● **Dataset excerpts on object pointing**
<<<<

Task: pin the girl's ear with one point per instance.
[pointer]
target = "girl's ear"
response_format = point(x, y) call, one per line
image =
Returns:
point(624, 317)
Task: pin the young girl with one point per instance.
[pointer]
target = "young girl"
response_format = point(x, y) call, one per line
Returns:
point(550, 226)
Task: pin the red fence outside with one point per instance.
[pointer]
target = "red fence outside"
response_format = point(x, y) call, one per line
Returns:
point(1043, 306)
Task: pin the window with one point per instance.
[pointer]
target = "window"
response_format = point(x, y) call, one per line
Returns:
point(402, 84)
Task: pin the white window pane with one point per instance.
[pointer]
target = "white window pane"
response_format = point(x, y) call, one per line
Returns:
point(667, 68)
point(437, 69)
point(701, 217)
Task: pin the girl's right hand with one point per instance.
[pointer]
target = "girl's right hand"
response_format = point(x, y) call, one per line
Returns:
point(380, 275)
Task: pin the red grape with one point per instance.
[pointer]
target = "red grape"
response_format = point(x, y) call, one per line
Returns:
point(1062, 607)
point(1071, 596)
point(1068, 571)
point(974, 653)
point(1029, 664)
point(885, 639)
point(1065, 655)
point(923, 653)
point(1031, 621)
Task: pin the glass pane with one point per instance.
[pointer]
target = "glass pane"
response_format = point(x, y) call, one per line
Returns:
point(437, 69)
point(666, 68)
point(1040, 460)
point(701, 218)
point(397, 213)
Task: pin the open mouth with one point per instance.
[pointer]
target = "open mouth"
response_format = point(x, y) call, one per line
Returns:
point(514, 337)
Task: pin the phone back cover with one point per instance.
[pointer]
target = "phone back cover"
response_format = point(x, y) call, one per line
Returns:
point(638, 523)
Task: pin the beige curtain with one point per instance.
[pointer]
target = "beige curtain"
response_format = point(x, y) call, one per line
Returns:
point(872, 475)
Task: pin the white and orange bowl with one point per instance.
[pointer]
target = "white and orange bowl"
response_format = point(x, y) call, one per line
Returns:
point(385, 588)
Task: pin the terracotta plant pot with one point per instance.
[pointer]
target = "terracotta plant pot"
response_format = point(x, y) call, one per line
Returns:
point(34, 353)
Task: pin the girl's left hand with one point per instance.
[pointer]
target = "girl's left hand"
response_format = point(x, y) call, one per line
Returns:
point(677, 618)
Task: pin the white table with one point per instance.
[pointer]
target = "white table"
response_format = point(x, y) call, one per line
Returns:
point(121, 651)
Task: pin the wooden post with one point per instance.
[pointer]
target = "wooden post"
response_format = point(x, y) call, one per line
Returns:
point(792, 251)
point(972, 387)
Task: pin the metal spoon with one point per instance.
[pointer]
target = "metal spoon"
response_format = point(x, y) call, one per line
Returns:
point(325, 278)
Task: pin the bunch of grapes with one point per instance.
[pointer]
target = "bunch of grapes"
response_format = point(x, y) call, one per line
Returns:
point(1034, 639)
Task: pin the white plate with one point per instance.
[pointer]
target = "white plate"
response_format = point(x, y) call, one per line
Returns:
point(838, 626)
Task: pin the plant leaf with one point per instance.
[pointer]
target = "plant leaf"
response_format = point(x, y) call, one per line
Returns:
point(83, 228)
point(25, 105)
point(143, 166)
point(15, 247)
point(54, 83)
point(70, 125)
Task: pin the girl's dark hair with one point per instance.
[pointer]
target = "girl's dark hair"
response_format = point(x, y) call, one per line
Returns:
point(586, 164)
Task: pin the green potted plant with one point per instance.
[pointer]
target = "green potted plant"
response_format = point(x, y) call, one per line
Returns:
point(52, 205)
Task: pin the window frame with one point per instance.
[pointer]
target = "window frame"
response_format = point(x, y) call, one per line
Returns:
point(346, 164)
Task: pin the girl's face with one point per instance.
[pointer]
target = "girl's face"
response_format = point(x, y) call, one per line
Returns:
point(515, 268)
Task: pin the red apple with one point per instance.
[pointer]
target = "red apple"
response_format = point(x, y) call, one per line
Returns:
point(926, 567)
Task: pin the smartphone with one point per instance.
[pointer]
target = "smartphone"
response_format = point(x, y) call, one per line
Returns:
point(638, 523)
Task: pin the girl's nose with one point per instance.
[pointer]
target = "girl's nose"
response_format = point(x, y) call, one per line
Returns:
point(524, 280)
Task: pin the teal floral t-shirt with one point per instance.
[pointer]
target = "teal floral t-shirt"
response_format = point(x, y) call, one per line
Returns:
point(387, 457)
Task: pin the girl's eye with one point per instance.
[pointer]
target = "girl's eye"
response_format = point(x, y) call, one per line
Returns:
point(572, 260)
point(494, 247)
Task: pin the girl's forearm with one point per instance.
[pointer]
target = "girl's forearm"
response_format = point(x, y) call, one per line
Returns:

>>>>

Update the lines from the one containing "Task: pin the smartphone" through the last line by replacing every "girl's" with "child's", leaving everything else unchanged.

Task: pin the smartphone with one point per instance.
[pointer]
target = "smartphone"
response_format = point(x, y) call, one per line
Returns:
point(638, 523)
Task: pin the child's nose with one point per instance.
[pointer]
target = "child's nose"
response_format = point(x, y) call, one per line
Returns:
point(524, 280)
Task: pin the teal floral t-shirt with one point per instance.
[pointer]
target = "teal floral t-shirt"
response_format = point(x, y) call, one per line
Returns:
point(387, 457)
Task: pin the child's eye with one point per instance.
[pointer]
target = "child's eye"
response_format = point(x, y) call, one per line
Returns:
point(572, 260)
point(494, 247)
Task: pin the child's forearm with one point per instance.
[pointer]
target = "child's forearm"
response_format = point(x, y) call, one per line
Returns:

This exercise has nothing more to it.